BEGIN Document excerpt

Inconsistent behavior of `parse_date_time()` inside `dplyr::mutate()`

matiasandina commented 7 months ago

Let's say a string is contaminated with a letter (e.g., q2/26/2023 18:35:46). This should return NA, and it does when calling parse_date_time() directly (see bottom of reprex), but it's not behaving in that way when being used from inside dplyr::mutate()

# lubridate is failing to parse here
library(tidyverse)
toy <- structure(list(`MM:DD:YYYY hh:mm:ss` = c("12/26/2023 18:35:28", 
                                                "q2/26/2023 18:35:46", "12/26/2023 18:35:59", "12/26/2023 18:36:13", 
                                                "12/26/2023 18:36:30")), row.names = c(NA, -5L), 
                 spec = structure(list(
                   cols = list(`MM:DD:YYYY hh:mm:ss` = structure(list(), 
                                                                 class = c("collector_character", "collector"))), 
                   default = structure(list(), class = c("collector_guess", "collector")), delim = ","), 
                   class = "col_spec"),  
                 class = c("spec_tbl_df", "tbl_df", "tbl", "data.frame"))
toy
#> # A tibble: 5 × 1
#>   `MM:DD:YYYY hh:mm:ss`
#>   <chr>                
#> 1 12/26/2023 18:35:28  
#> 2 q2/26/2023 18:35:46  ## THIS SHOULD FAIL TO PARSE
#> 3 12/26/2023 18:35:59  
#> 4 12/26/2023 18:36:13  
#> 5 12/26/2023 18:36:30

Now let's try to parse into datetime using lubridate and clock.

toy %>% 
  dplyr::mutate(lubridate= lubridate::parse_date_time(`MM:DD:YYYY hh:mm:ss`, 
                                                      "mdy HMS"), 
                clock = clock::date_time_parse(`MM:DD:YYYY hh:mm:ss`, 
                                               "UTC",
                                               format = "%m/%d/%Y %H:%M:%S"))
#> Warning: There was 1 warning in `dplyr::mutate()`.
#> ℹ In argument: `clock = clock::date_time_parse(`MM:DD:YYYY hh:mm:ss`, "UTC",
#>   format = "%m/%d/%Y %H:%M:%S")`.

END Document excerpt
BEGIN Extracted data

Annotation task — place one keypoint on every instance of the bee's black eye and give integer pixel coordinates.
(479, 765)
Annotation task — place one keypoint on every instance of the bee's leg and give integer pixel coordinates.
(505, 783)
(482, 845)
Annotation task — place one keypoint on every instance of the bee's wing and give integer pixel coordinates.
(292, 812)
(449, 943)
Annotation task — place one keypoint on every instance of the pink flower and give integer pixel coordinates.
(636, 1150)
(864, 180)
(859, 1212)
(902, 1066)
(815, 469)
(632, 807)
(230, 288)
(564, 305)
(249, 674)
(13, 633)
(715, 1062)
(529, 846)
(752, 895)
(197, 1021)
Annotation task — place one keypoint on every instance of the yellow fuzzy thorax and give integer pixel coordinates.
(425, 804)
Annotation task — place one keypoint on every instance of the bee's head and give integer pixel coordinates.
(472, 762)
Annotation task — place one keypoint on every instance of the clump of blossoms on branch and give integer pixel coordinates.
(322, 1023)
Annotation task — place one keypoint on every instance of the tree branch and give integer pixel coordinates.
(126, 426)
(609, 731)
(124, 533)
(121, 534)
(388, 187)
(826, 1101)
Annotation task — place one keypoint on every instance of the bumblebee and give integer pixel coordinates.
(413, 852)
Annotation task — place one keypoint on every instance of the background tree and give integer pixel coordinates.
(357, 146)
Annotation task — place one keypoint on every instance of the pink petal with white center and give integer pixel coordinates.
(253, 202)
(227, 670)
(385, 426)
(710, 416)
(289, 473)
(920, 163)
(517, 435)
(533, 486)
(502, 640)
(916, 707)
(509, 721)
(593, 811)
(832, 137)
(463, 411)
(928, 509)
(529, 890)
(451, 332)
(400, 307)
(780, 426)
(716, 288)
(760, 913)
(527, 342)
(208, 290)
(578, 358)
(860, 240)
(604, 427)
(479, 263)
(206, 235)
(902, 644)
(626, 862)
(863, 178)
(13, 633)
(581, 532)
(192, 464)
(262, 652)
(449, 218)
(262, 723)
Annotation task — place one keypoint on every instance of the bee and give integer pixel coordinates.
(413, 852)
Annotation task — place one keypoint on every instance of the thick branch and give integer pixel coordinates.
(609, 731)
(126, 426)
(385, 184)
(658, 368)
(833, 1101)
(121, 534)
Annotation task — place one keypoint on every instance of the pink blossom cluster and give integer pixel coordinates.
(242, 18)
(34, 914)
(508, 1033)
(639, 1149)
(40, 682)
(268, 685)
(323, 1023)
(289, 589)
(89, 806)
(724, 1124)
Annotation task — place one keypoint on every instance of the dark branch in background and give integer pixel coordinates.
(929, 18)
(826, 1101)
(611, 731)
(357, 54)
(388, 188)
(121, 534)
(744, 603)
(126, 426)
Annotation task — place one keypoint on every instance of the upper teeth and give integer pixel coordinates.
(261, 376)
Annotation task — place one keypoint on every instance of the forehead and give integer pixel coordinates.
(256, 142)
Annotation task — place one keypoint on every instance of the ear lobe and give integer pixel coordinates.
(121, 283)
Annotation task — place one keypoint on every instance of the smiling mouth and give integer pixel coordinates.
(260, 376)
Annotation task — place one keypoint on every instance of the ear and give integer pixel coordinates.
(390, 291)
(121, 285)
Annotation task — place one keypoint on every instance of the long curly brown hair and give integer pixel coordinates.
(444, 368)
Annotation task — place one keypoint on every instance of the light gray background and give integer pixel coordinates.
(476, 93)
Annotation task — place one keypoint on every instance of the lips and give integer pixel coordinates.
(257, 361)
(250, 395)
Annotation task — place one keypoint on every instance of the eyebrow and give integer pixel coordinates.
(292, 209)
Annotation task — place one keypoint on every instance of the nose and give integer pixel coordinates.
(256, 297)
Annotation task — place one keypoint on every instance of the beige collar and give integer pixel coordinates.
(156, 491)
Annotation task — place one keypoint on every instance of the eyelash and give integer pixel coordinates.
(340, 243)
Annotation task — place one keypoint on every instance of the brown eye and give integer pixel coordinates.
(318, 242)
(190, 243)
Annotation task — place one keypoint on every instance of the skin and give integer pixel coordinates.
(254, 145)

END Extracted data

--- Required task 1 ---
In the parse_date_time() issue, which two packages are used to try parsing the strings into datetime?
--- Required task 2 ---
Output everything in the parse_date_time() issue from "Inconsistent behavior of" down to "library(tidyverse)".
--- Required task 3 ---
Pick up the parse_date_time() issue after its last line and keep writing it.

--- Expected answer 1 ---
lubridate and clock

--- Expected answer 2 ---
Inconsistent behavior of `parse_date_time()` inside `dplyr::mutate()`

matiasandina commented 7 months ago

Let's say a string is contaminated with a letter (e.g., q2/26/2023 18:35:46). This should return NA, and it does when calling parse_date_time() directly (see bottom of reprex), but it's not behaving in that way when being used from inside dplyr::mutate()

# lubridate is failing to parse here
library(tidyverse)

--- Expected answer 3 ---
#> Caused by warning:
#> ! Failed to parse 1 string at location 2. Returning `NA` at that location.
#> # A tibble: 5 × 3
#>   `MM:DD:YYYY hh:mm:ss` lubridate           clock              
#>   <chr>                 <dttm>              <dttm>             
#> 1 12/26/2023 18:35:28   2023-12-26 18:35:28 2023-12-26 18:35:28
#> 2 q2/26/2023 18:35:46   2023-02-26 18:35:46 NA                 
#> 3 12/26/2023 18:35:59   2023-12-26 18:35:59 2023-12-26 18:35:59
#> 4 12/26/2023 18:36:13   2023-12-26 18:36:13 2023-12-26 18:36:13
#> 5 12/26/2023 18:36:30   2023-12-26 18:36:30 2023-12-26 18:36:30

When calling it directly, lubridate returns NA as expected.

# But this fails to parse, proper behavior of lubridate
lubridate::parse_date_time("q2/26/2023 18:35:46", "mdy HMS")
#> Warning: All formats failed to parse. No formats found.
#> [1] NA

I think this might go beyond dplyr:mutate(). Using a vectorized approach has issues too.

parse_date_time(toy$`MM:DD:YYYY hh:mm:ss`, "mdY HMS")
[1] "2023-12-26 18:35:28 UTC" "2023-02-26 18:35:46 UTC" "2023-12-26 18:35:59 UTC" "2023-12-26 18:36:13 UTC"
[5] "2023-12-26 18:36:30 UTC"

> packageVersion("lubridate")
[1] ‘1.9.2’

^{Created on 2023-12-27 with reprex v2.0.2}

matiasandina commented 4 months ago

@rion-saeon Sorry if I wasn't clear. I was trying to make this issue being as much on point as possible. I will give more context to help clarify and try to address your points:

The data in toy is a sample of a column from a dataset collected from microcontroller-based hardware that saves it at CSV.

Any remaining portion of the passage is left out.